> _Input records_

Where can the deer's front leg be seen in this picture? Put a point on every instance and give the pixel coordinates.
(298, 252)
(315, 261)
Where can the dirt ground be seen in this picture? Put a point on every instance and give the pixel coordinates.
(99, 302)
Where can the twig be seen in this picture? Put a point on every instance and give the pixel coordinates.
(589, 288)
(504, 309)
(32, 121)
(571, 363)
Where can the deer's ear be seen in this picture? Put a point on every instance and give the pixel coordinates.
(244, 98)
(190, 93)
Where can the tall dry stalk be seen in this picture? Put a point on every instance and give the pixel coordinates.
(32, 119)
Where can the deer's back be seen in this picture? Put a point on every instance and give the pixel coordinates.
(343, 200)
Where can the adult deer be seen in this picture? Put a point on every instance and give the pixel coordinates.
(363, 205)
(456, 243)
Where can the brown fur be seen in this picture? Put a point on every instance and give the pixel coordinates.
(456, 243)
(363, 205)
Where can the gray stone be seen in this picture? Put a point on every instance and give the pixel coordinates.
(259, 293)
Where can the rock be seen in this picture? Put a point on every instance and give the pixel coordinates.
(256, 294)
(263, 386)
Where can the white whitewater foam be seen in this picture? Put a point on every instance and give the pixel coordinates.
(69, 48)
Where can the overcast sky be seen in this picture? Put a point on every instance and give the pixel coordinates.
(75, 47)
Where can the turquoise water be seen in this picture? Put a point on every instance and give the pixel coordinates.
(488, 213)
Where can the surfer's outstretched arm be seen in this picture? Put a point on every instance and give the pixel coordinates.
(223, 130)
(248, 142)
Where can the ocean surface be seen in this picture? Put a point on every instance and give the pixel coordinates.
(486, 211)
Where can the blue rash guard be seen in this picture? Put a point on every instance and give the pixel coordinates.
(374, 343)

> _What is required_
Write out the whole listing again, keeping every character as it is.

> _Your response_
Where can the deer's front leg be seen in this picture? Put a point on every instance and give the pixel coordinates.
(298, 252)
(315, 261)
Where can the dirt ground be seen in this picture? Put a point on every instance and give the pixel coordinates.
(99, 302)
Where can the twig be seen in this picture? Put a point on every instance and give the pixel coordinates.
(589, 288)
(504, 309)
(32, 121)
(571, 363)
Where can the deer's ear be seen in this picture? Put a point on every instance and give the pixel coordinates.
(244, 98)
(190, 93)
Where can the tall dry stalk be seen in this picture? Put a point on every instance and give the pixel coordinates.
(32, 119)
Where can the deer's back be seen in this picture? Put a point on every instance and give the pixel coordinates.
(343, 200)
Where can the adult deer be seen in this picture? Put a point on every instance and give the pixel coordinates.
(363, 205)
(456, 243)
Where can the brown fur be seen in this picture? Put a point on every instance and give the pixel coordinates.
(456, 243)
(363, 205)
Where can the gray stone be seen in this picture? Put a point on every instance and give the pixel coordinates.
(259, 293)
Where can the rock be seen in this picture? Put a point on every instance and give the pixel coordinates.
(256, 294)
(263, 386)
Where can the white whitewater foam be seen in this picture? Put a point on every instance and give the pixel coordinates.
(69, 48)
Where can the overcast sky be seen in this picture? Put a point on every instance and give the pixel coordinates.
(75, 47)
Where can the turquoise water be seen in this picture? Put a point on every instance and give the pixel coordinates.
(488, 213)
Where can the surfer's outstretched arm be seen in this picture? Put a point on every instance and give the pixel coordinates.
(223, 130)
(248, 142)
Where can the ocean surface be seen in this picture? Put a point on every instance and give the pixel coordinates.
(486, 211)
Where can the blue rash guard be seen in this picture? Put a point on every instance and give the pixel coordinates.
(374, 343)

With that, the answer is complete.